SECTION DU DOCUMENT:
D’abord sans surprise, l’opposition a voulu enliser les débats. Déposer systématiquement, sur chaque article, 15 amendements de suppression signés par les 15 députés UMP de la commission des lois ne traduit pas autre chose qu’une volonté d’obstruction. C’est assez classique et pour l’avoir pratiqué durant la législature précédente, il serait incongru que je le condamne.
Ensuite, la faiblesse de la mobilisation de la droite. Seuls 4 ou 5 députés dont 2 ne sont d’ailleurs venu dans la commission que pour ce texte étaient présents en permanence. Ainsi Jean-Frédéric Poisson, Philippe Houillon, Philippe Gosselin furent-ils rejoints par Hervé Mariton et Xavier Breton. Evidemment, tous ceux qui courent les plateaux de télévision pour clamer leur farouche détermination au texte avaient sans doute mieux à faire que de venir en discuter à l’Assemblée.
Enfin, l’argumentation est assez répétitive : le parlement n’est pas légitime, il faut un référendum, vous nous cachez la PMA et sans doute la GPA (les mères porteuses), vous allez détruire les familles…
Au final, la majorité fut donc majoritaire et grâce à l’habilité du rapporteur Erwann Binet, nous avons pu « faire tomber » comme on dit dans le jargon parlementaire (c’est à dire éviter d’avoir à discuter) plus de 300 des 570 amendements initialement déposés. En effet, la droite avait multiplié à presque l’infini des amendements quasi identiques pour retarder, retarder, retarder encore le moment du vote.
Certes, il m’a fallu être parfois un peu « directif » mais après n’avoir étudié que 70 amendements le mercredi soir à 19 h 30 après trois premières réunions de 4 h chacune, j’ai considéré que cela ne traduisait pas une brimade insupportable pour les députés UMP.
La première étape est donc franchie. Le texte fut voté par le PS et les Verts, le groupe communiste/front de gauche était absents, l’UMP et l’UDI ont voté contre et les deux députés FN n’étaient pas là non plus.
Pour pouver consulter son texte tel qu’il sera présenté en séance le mardi 29 janvier vers 16 h 30.
**Ce petit jeu parlementaire est lassant, car on y retrouve ce que vous dénonciez lorsque vous étiez dans l’opposition : une majorité qui n’écoute pas (1) et un Gouvernement hautain (2) faisant face à une opposition dont le but est de prolonger les séances (3) dans le but clair et assumé d’en retarder l’issue.
**Pour ce qui est du vote de l’article 1er du projet de loi, était il donc si essentiel qu’il soit voté de nuit ? Autrement dit, quand les élus – et c’est compréhensibles – sont énervés, au point de s’insulter mutuellement ou de sortir des arguments à deux balles, n’aspirent qu’à aller se coucher et n’écoutent plus les intervenants ?
Ne serait il pas plus agréable d’avoir des élus présents en séance en journée, pour débattre, plutôt que des élus coléreux et hargneux, passant leur temps à s’invectiver, parce qu’ils ont des heures de sommeil de retard ?
**Concernant les arguments, je suis d’accord avec vous, ils sont répétitifs. J’observe néanmoins que les réponses données ne sont pas de très haut vol non plus… !

EXTRAIT DE DONNÉES:
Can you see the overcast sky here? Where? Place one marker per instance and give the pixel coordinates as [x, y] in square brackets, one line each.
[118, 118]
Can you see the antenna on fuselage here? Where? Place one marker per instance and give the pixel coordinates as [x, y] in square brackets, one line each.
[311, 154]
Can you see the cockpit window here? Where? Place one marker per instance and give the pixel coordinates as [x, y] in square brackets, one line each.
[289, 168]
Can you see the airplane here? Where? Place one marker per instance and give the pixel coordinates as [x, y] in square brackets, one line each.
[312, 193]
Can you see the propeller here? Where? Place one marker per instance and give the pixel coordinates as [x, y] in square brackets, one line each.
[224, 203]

CONSIGNE 1:
Traduisez en anglais cette phrase de la section du document : « La première étape est donc franchie. »
CONSIGNE 2:
Veuillez reprendre la section du document à partir des mots « Certes, il m’a » jusqu'après « d’en retarder l’issue. », en remplaçant « mardi » par « jeudi ».
CONSIGNE 3:
D'après la section du document, combien d'amendements avaient été initialement déposés ?

RÉPONSE RÉDIGÉE 1:
The first step has therefore been taken.

RÉPONSE RÉDIGÉE 2:
Certes, il m’a fallu être parfois un peu « directif » mais après n’avoir étudié que 70 amendements le mercredi soir à 19 h 30 après trois premières réunions de 4 h chacune, j’ai considéré que cela ne traduisait pas une brimade insupportable pour les députés UMP.
La première étape est donc franchie. Le texte fut voté par le PS et les Verts, le groupe communiste/front de gauche était absents, l’UMP et l’UDI ont voté contre et les deux députés FN n’étaient pas là non plus.
Pour pouver consulter son texte tel qu’il sera présenté en séance le jeudi 29 janvier vers 16 h 30.
**Ce petit jeu parlementaire est lassant, car on y retrouve ce que vous dénonciez lorsque vous étiez dans l’opposition : une majorité qui n’écoute pas (1) et un Gouvernement hautain (2) faisant face à une opposition dont le but est de prolonger les séances (3) dans le but clair et assumé d’en retarder l’issue.

RÉPONSE RÉDIGÉE 3:
570 amendements.